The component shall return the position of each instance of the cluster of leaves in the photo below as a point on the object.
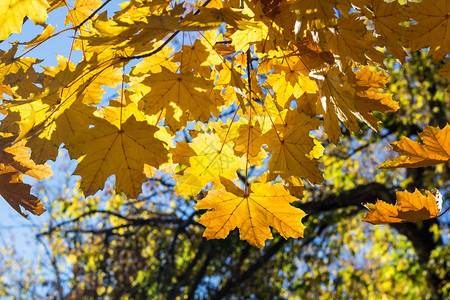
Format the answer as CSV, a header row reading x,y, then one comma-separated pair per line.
x,y
289,67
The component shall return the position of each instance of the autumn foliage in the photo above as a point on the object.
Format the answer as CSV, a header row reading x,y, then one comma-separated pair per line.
x,y
292,74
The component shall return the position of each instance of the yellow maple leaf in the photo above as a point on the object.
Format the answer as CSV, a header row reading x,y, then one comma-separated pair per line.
x,y
211,18
351,40
410,207
45,144
368,96
13,12
14,163
291,145
106,149
265,205
17,193
82,9
214,157
434,150
178,91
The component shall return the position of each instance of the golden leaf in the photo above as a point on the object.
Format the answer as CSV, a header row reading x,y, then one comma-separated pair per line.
x,y
434,150
12,13
123,151
214,157
184,91
410,207
82,9
265,205
291,145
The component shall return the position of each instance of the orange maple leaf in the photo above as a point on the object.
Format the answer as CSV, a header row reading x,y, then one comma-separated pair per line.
x,y
410,207
434,150
264,205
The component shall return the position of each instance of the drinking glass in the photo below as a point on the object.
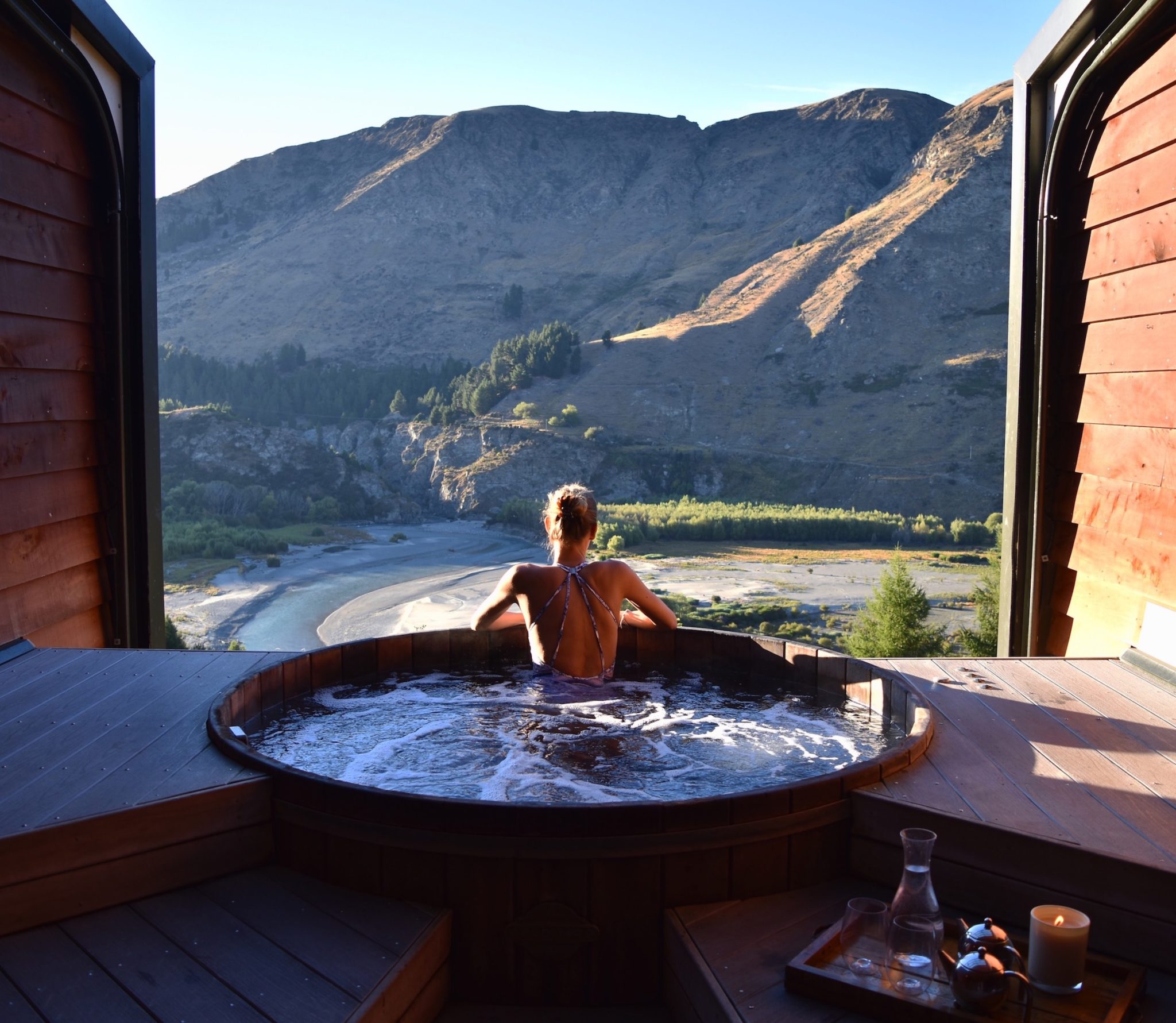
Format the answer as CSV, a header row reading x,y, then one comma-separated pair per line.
x,y
864,929
912,951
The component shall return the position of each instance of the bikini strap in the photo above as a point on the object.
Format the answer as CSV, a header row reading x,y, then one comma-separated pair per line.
x,y
585,589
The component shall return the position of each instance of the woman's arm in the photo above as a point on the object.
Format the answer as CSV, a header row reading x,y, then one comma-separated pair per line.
x,y
493,613
653,612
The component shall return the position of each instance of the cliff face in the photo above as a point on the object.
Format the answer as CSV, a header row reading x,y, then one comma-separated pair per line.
x,y
862,366
866,366
398,242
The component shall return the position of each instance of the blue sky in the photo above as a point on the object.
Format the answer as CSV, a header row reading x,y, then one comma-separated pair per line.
x,y
243,78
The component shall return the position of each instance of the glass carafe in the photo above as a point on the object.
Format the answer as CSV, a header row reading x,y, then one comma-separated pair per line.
x,y
916,895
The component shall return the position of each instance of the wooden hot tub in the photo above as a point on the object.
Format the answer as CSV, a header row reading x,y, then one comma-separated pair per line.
x,y
561,905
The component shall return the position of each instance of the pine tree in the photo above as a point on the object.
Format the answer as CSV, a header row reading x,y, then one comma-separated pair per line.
x,y
894,621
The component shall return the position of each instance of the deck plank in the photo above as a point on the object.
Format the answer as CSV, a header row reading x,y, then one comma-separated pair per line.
x,y
65,985
164,736
1002,719
1122,796
982,774
392,925
1123,679
745,947
273,981
1045,682
1109,701
354,962
156,969
71,694
63,775
14,1008
924,785
45,675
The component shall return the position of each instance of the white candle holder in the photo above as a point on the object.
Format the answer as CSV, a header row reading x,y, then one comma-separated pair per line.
x,y
1058,949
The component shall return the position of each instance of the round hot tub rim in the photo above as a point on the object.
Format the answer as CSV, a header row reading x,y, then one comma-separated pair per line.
x,y
431,822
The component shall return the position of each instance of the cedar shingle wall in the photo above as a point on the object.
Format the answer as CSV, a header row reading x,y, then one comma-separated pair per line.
x,y
1115,499
51,527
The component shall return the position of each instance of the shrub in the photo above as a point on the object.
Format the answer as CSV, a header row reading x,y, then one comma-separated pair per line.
x,y
894,621
325,509
981,641
970,533
512,303
172,638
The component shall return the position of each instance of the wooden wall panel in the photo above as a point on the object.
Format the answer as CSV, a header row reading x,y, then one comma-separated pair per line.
x,y
1135,292
1112,457
1134,241
46,447
1128,399
34,238
1131,346
1147,126
53,542
42,603
1155,73
1139,455
32,501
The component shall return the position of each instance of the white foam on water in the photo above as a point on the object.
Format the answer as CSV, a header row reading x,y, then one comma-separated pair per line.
x,y
513,738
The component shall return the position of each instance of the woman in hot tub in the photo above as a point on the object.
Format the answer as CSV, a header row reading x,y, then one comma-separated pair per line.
x,y
572,608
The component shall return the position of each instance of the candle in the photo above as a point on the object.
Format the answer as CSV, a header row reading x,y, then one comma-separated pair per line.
x,y
1058,948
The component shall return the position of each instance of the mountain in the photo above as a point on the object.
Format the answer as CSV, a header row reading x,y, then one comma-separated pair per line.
x,y
839,360
398,242
866,366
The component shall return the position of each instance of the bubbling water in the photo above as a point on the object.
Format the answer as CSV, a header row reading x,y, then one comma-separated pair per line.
x,y
513,738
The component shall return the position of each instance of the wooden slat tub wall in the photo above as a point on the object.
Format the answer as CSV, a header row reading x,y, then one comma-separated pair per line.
x,y
52,532
1112,452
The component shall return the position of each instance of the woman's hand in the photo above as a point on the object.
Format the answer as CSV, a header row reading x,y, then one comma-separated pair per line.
x,y
636,620
494,613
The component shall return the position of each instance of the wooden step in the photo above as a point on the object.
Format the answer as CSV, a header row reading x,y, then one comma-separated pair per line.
x,y
256,945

[Task description]
Write out again every line from the one containing "the wooden step" through the end of the records, requests included. Multiply each point coordinate in the answers by 1.15 and round to a whole number, with halves rounding up.

[Problem solution]
The component shall return the position of each instance of the wooden step in the photo above as a point on the object.
Format the answer as CSV, a header row reading x,y, then one comma-separated pair per line.
x,y
294,1087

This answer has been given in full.